# [To be done]
Reproduce the records below verbatim, leaving out the pictures.

── Data supplied ──

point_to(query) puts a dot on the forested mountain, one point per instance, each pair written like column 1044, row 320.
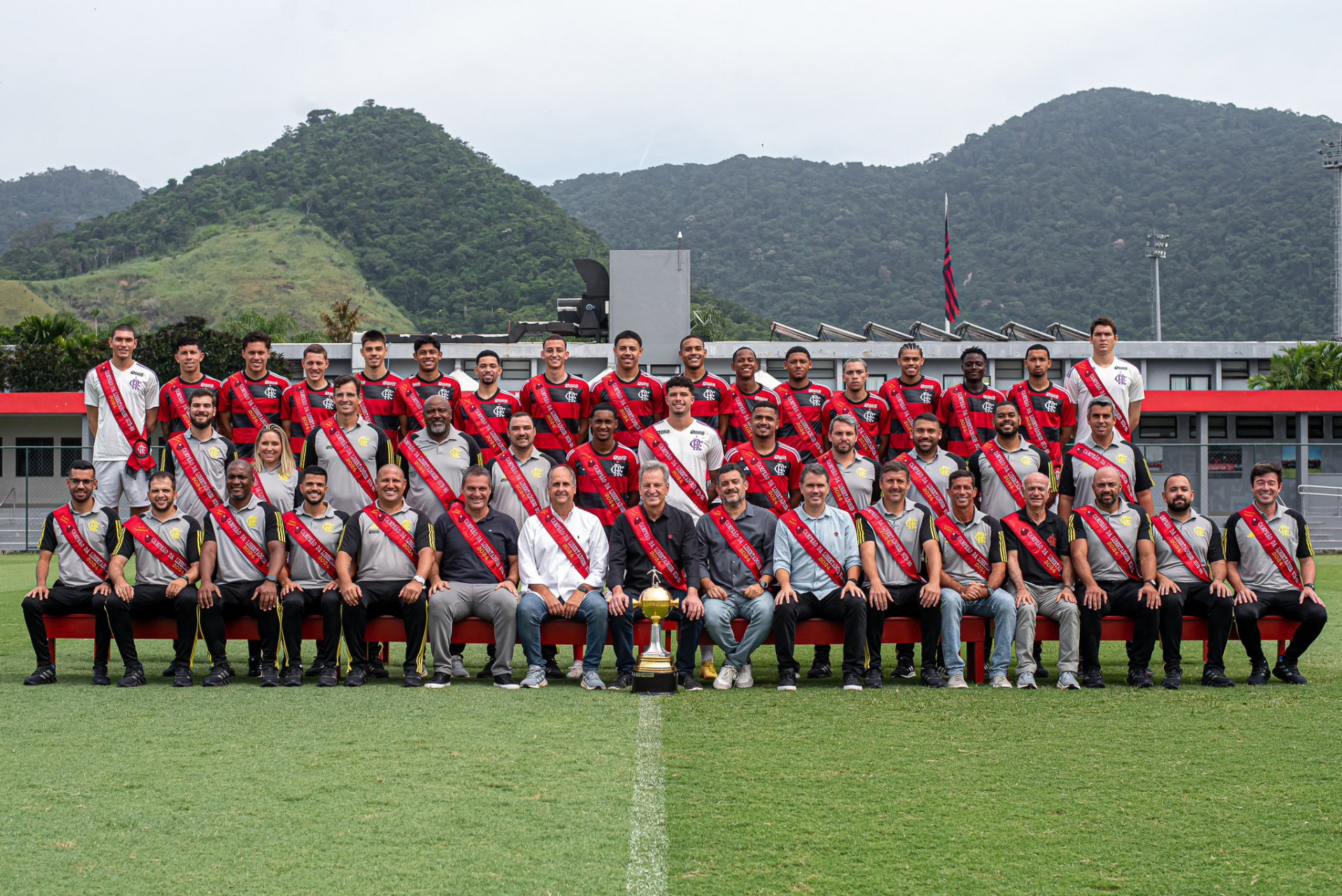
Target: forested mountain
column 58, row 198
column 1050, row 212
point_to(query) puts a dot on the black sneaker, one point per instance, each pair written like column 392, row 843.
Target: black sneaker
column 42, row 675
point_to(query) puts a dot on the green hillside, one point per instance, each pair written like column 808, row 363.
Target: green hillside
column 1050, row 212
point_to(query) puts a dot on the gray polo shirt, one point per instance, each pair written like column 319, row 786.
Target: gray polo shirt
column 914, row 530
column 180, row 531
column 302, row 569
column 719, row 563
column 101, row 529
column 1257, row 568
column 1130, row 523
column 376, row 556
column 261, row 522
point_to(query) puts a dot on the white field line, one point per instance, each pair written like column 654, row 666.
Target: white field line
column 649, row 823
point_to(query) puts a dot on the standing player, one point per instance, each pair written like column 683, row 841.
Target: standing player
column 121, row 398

───

# [Result]
point_to(query) puts a dot on the forested mountain, one point per instance, each pair written like column 1044, row 320.
Target: forested mountain
column 58, row 198
column 1050, row 212
point_to(query) puts a dot on the black sneaker, one point per instance, each pair written like column 392, row 843.
Target: black sneaker
column 42, row 675
point_to(query) puts a dot on the green hillside, one point per instance, each pair written like column 808, row 363.
Target: green hillside
column 1050, row 212
point_to(query) puts a dot on the gray polo shirt, one point per instance, each pair written like column 319, row 786.
Target: gray polo shirt
column 914, row 530
column 180, row 531
column 302, row 569
column 719, row 563
column 101, row 529
column 1257, row 568
column 1130, row 523
column 376, row 556
column 261, row 522
point_to(query) puts a dot on the white field line, one point per instance, each pair written like column 654, row 666.
Target: white field line
column 649, row 823
point_to(query) puts a dot on the standing player, one point per instance, each pair written like column 683, row 841.
Target: standing player
column 121, row 398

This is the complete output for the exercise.